▶ _Stated task_: Retype all of the rows below word for word, leaving out the picture.

▶ _Material for this exercise_:
::::

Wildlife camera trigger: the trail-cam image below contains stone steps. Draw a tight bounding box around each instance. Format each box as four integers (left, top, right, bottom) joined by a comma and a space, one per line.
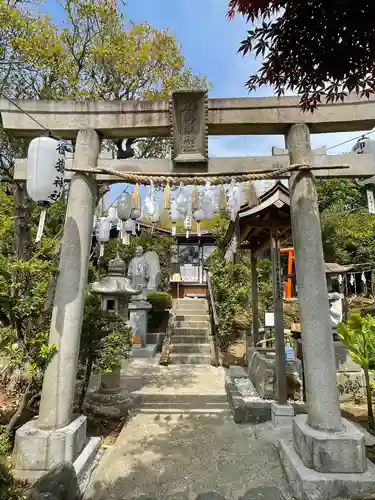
171, 342, 210, 354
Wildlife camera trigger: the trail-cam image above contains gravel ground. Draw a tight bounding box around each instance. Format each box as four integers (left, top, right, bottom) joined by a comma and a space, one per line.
85, 359, 289, 500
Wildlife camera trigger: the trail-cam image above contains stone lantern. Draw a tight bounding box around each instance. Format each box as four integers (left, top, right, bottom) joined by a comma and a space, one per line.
85, 257, 139, 418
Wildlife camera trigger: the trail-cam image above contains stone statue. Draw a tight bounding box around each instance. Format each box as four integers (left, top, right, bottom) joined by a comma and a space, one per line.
128, 246, 149, 300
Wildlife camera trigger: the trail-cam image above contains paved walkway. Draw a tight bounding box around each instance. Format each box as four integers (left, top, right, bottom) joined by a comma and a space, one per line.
85, 359, 289, 500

::::

▶ _Expected output_:
Wildlife camera trigger: the trail-cam image below contains stone steps. Draw a tight bounding box around each instance. Format each box as four integers (left, top, right, bottom) joined by a comma and a space, one per line.
171, 342, 210, 354
Wildlife camera trigger: the trail-cam image above contains gravel ground. Draw a tight bounding box around each instance. Format each box as four integers (left, top, right, bottom) joined by a comma and a space, one per line.
85, 359, 289, 500
Wildlife camera trigger: the trail-cam image above contains stone lantern. Draw a tight bounding box around each instance. Format each box as four integers (left, top, right, bottom) joined by a comma and a space, one per line.
85, 257, 139, 418
Wildlife camera trigger: the trail-cam image above contains stone statue. Draw a tight bounding box around each instance. Format each box as four integers (left, top, right, bottom) joined by a comma and a space, one per line.
128, 246, 149, 300
Wildlife camera trigger: the trail-cam image above contains paved walkway. Draw a tight bounding box around each instance. Format each box as four integers (left, top, right, bottom) joined by a comma and a space, one per line.
85, 359, 289, 500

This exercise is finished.